§ **Set task**:
Please copy out the material below word for word, keeping each line unchanged.

(Excerpts from point annotation data)

##########

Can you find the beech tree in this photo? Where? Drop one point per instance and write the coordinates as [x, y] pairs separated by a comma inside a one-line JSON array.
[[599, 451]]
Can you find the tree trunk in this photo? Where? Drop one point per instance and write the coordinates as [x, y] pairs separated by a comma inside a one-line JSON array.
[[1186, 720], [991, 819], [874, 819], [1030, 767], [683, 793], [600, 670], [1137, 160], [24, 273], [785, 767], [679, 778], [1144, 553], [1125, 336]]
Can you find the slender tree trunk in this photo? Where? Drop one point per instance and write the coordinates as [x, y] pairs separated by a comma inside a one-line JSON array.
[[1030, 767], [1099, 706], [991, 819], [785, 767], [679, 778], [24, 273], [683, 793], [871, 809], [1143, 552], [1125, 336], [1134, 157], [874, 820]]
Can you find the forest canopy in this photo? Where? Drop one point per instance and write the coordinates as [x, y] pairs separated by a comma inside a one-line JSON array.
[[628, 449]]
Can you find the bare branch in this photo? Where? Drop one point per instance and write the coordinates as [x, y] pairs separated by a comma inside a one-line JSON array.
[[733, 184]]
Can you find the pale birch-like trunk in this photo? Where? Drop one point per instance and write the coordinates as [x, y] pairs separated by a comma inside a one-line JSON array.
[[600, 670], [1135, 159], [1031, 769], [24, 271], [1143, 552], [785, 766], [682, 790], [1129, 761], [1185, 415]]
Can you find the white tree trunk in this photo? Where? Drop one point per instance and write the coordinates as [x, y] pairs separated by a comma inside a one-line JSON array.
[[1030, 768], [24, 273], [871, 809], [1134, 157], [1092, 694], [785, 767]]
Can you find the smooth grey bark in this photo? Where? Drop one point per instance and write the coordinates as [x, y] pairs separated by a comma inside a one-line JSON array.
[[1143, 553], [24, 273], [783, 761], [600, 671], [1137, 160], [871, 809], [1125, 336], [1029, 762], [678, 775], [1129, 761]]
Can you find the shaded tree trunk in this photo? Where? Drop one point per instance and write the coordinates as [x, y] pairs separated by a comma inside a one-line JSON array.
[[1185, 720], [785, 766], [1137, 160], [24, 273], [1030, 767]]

##########

§ **Written response**:
Can you find the beech tree in this photo? Where? Drop one point per instance and write the coordinates as [x, y] pairs separated by a comma inside a one-line JSON array.
[[599, 451]]
Can you find the tree trunk in this photo? Where? Drop one point per instance and write the coordinates as [x, y] pairs separated by a comma inside a one-line JSON array.
[[1186, 720], [991, 819], [874, 819], [1030, 767], [683, 793], [600, 670], [1137, 160], [24, 273], [785, 767], [679, 778], [1144, 553], [1125, 336]]
Can you find the slender tree trunk in this photo? Where? Drop one point per instance and write the coordinates as [x, y] pairs separated by a comma inside a one-line JSON array.
[[1030, 767], [1099, 706], [991, 819], [785, 767], [679, 778], [24, 273], [683, 793], [871, 809], [1143, 552], [1125, 336], [1134, 157], [874, 820]]
Can you find the forest canopy in this photo? Where? Drop one point per instance and write the coordinates as [x, y] pairs separated by a comma inside a one-line JSON array.
[[628, 449]]
Can you find the bare branch in this photo? Where? Drop one point per instance and write the coordinates as [x, y] pairs separated by a comma inside a one-line JSON array.
[[733, 184]]
Can you find the pale birch-like trunk in this photo? Where? Drop one point per instance and write the coordinates as [x, y] pairs separated by a comma inside a one-line JSON array.
[[600, 670], [1135, 159], [1031, 769], [24, 271], [1143, 552], [785, 766], [682, 790], [1129, 761], [1185, 415]]
Can you find the white tree trunk in this photo? Where? Drop one point per instance and write the coordinates as [x, y] pairs separated by a comma inside a one-line JSON array.
[[1030, 768], [24, 273], [871, 809], [1134, 157], [1092, 694], [785, 767]]
Can you find the smooth grey bark in this photo? Where? Drop one point per instance and write the coordinates as [x, y] pairs separated by a comma inside a one-line JSON array.
[[1143, 553], [24, 273], [783, 761], [600, 671], [1137, 160], [871, 809], [1125, 336], [1029, 762], [678, 775], [1129, 761]]
Can you find the shaded tree trunk in this photo? Where? Drop one point per instance and write the coordinates as [x, y] pairs separated by a comma inside a one-line JSON array.
[[1185, 720], [785, 766], [1137, 160], [24, 273], [1030, 767]]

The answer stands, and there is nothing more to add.